Extract each line of the data below exactly as written.

[ROWS]
....
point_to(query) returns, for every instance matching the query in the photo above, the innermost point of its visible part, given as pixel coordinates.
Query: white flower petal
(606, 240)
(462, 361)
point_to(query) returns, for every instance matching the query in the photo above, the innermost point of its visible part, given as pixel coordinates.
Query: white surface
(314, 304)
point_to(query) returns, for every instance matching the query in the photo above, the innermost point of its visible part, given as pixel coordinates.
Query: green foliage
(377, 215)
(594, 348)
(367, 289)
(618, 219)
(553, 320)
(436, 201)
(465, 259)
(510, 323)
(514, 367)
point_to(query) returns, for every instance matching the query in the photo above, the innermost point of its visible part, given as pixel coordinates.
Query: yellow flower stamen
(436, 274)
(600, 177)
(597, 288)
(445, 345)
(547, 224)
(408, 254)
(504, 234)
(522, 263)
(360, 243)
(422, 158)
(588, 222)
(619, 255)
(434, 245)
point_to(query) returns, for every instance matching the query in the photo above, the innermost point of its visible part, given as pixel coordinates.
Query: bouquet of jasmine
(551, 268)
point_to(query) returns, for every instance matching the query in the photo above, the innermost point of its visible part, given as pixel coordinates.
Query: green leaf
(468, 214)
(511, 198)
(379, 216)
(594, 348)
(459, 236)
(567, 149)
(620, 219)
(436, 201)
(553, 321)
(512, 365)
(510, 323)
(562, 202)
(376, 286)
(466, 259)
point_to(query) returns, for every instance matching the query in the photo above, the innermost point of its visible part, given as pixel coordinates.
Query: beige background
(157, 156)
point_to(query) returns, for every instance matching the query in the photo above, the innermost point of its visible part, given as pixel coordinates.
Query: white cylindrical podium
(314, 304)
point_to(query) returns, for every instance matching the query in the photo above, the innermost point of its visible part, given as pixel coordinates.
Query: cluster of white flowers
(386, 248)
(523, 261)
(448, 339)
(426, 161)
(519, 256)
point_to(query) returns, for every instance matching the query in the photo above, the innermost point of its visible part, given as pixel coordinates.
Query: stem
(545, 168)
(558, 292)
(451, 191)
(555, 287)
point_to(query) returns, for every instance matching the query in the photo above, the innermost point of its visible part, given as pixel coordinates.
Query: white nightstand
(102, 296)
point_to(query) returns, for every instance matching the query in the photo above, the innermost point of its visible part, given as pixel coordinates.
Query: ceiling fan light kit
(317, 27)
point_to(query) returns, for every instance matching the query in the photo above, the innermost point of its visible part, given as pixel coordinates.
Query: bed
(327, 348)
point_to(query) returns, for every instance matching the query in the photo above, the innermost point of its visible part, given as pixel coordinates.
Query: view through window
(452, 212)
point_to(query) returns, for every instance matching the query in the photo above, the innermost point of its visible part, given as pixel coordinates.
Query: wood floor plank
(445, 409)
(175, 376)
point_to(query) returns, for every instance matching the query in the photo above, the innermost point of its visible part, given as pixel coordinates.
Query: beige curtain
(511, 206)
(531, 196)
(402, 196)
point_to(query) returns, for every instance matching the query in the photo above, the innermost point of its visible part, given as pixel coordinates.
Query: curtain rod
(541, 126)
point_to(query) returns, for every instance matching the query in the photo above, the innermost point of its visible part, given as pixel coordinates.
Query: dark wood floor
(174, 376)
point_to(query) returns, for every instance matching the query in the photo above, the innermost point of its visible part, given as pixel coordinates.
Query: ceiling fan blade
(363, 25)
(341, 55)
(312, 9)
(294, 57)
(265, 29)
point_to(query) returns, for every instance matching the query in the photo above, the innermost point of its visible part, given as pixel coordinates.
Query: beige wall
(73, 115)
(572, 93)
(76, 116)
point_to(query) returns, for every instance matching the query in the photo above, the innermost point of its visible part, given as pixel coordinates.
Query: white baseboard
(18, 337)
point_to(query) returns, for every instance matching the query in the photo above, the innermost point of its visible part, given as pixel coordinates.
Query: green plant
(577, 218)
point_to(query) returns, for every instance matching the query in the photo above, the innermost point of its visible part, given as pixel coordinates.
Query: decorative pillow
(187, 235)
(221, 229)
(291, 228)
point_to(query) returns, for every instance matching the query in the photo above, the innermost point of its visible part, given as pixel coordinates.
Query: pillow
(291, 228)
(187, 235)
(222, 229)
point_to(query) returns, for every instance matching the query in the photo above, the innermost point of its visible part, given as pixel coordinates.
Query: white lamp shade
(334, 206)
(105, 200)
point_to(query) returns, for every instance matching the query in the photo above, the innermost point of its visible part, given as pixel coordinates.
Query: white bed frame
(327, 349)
....
[SOLUTION]
point_to(query) returns, for every instance matching the query in the photo above, the innermost point of its visible part, given as pixel coordinates.
Query: white flower petal
(606, 240)
(462, 361)
point_to(query) returns, for every instance matching the query in the photo above, the innermost point of its visible part, given as pixel coordinates.
Query: white surface
(314, 304)
point_to(query) returns, for every instance matching the query in the photo above, the innermost point of its visible part, given as pixel coordinates.
Query: green foliage
(377, 215)
(594, 348)
(367, 289)
(618, 219)
(553, 320)
(436, 201)
(465, 259)
(510, 323)
(514, 367)
point_to(query) returns, for every instance matching the query in the photo above, the innermost point of its visible part, given as pixel coordinates.
Query: yellow flower stamen
(436, 274)
(600, 177)
(597, 288)
(445, 345)
(547, 224)
(408, 254)
(504, 234)
(522, 263)
(360, 243)
(422, 158)
(588, 222)
(619, 255)
(434, 245)
point_to(query) returns, for every instance matching the query in the photo above, the innermost point of its visible part, given as pixel coordinates.
Query: bouquet of jasmine
(551, 268)
point_to(query) returns, for every instance matching the query in the photo above, the innermost point of its visible part, given as pixel coordinates.
Query: green leaf
(468, 214)
(511, 198)
(379, 216)
(594, 348)
(459, 236)
(567, 149)
(620, 219)
(436, 201)
(553, 321)
(512, 365)
(510, 323)
(562, 202)
(376, 286)
(466, 259)
point_to(query) returns, for every instance matching the query in the photo above, the innermost point of its visible part, given as pixel coordinates.
Query: beige background
(157, 156)
point_to(query) returns, for every instance matching the query in the photo above, the innermost point of its visible part, given as pixel coordinates.
Query: white cylindrical podium
(314, 304)
point_to(query) returns, for every instance matching the query in the photo above, the innermost point of its visible part, given as pixel coordinates.
Query: cluster of white flowers
(386, 248)
(523, 261)
(448, 339)
(426, 161)
(519, 256)
point_to(query) returns, for every instance matching the query in the photo above, the innermost point of its visible part, given as pixel coordinates.
Query: stem
(545, 168)
(558, 292)
(451, 191)
(555, 287)
point_to(query) returns, for every instance matching the query in the photo above, the innermost point of its visible part, given as pixel coordinates.
Query: white nightstand
(102, 296)
point_to(query) returns, for every instance matching the query in the photo above, the innermost point of its visible part, given as pixel coordinates.
Query: ceiling fan light kit
(317, 27)
point_to(query) returns, for every instance matching the query in the photo above, the innermost point of its visible part, given as pixel coordinates.
Query: bed
(327, 348)
point_to(query) returns, for every instance matching the query in the photo above, the innermost point of its visible part, given as pixel coordinates.
Query: view through window
(452, 212)
point_to(query) returns, for every instance matching the query in the photo above, the innermost point of its visible part, given as pixel coordinates.
Query: wood floor plank
(445, 409)
(175, 376)
point_to(query) returns, for every instance matching the query in the photo above, the innermost point of its visible part, given as pixel coordinates.
Query: beige curtain
(511, 206)
(531, 196)
(402, 196)
point_to(query) returns, for every instance matching the query in the photo above, the innermost point of its visible part, given as pixel coordinates.
Query: curtain rod
(541, 126)
point_to(query) returns, for every instance matching the query in the photo above, the innermost point of its visible part, given as pixel coordinates.
Query: dark wood floor
(174, 376)
point_to(query) returns, for every instance matching the query in the photo above, the innermost point of its visible part, given as pixel coordinates.
Query: ceiling fan blade
(363, 25)
(341, 55)
(312, 9)
(294, 57)
(265, 29)
point_to(query) returns, for every instance matching the query in the photo above, the innermost point of its visible part, given as pixel coordinates.
Query: beige wall
(73, 115)
(572, 93)
(76, 116)
point_to(query) returns, for every instance matching the query in the photo above, the innermost point of its visible part, given as pixel coordinates.
Query: white baseboard
(18, 337)
point_to(query) returns, for every instance matching the query in the photo above, the innermost point of its visible part, given as pixel coordinates.
Query: green plant
(577, 218)
point_to(query) returns, for every instance matching the query in the photo above, the innermost point of its visible part, given as pixel coordinates.
Query: decorative pillow
(187, 235)
(221, 229)
(291, 228)
point_to(query) returns, for every instance matching the query in the photo above, the innermost point of its visible part, given as pixel coordinates.
Query: pillow
(291, 228)
(187, 235)
(222, 229)
point_to(query) returns, for every instance matching the query in the photo above, the innermost point of its visible part, given as pixel coordinates.
Query: white lamp shade
(334, 206)
(105, 200)
point_to(query) returns, for every instance matching the query in the photo above, the innermost point of its visible part, given as pixel coordinates.
Query: white bed frame
(327, 349)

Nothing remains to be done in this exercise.